## Start EXCERPTED PASSAGE
List:Summer of Code« Previous MessageNext Message »
From:Derek Schaefer Date:July 31 2009 5:43pm
Subject:GSoC Week 7 - Awesome CSV Import Module is Awesome
View as plain text  
Hey all, checking in.

Key Accomplishments Last Week

 - Improved upon the existing CSV import module. Users can now create
tables based on a CSV import file. Before, you would have to create
the table schema yourself beforehand, which required extra time as
well as greater MySQL knowledge. Now it is handled automatically.
Presently, the module imports all the CSV content as one table. There
is not a reliable way to detect where one table starts and another
ends in order to import them separately, but in any case, it is
something I will be pondering in the coming weeks. I toyed with
splitting the contents into separate tables wherever the column count
differed, but if there were two or more tables adjacent to one another
with the same column count they would be mashed together. If a do
implement a way to detect different tables, it will likely be based on
such a method. I feel this is something I should attempt to do, as
phpMyAdmin allows exporting not only multiple tables to one CSV file,
but also multiple databases. So there is the potential for lots of
tables in one CSV file, and if a user wanted to import that, he/she
would be required to split the file by hand. Yuck.
## End EXCERPTED PASSAGE
## Start DATASET CONTENT
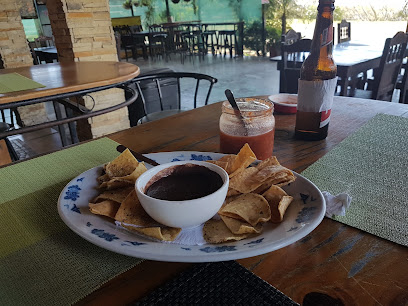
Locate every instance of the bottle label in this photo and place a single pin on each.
## End DATASET CONTENT
GOAL 1 → From the header lines of the CSV import post, list each labeled field with its value.
GOAL 2 → Write out the part of the CSV import post word for word, starting at "Key Accomplishments Last" and ending at "is handled automatically.".

COMPLETE RESPONSE 1 →
List: Summer of Code
From: Derek Schaefer
Date: July 31 2009 5:43pm
Subject: GSoC Week 7 - Awesome CSV Import Module is Awesome

COMPLETE RESPONSE 2 →
Key Accomplishments Last Week

 - Improved upon the existing CSV import module. Users can now create
tables based on a CSV import file. Before, you would have to create
the table schema yourself beforehand, which required extra time as
well as greater MySQL knowledge. Now it is handled automatically.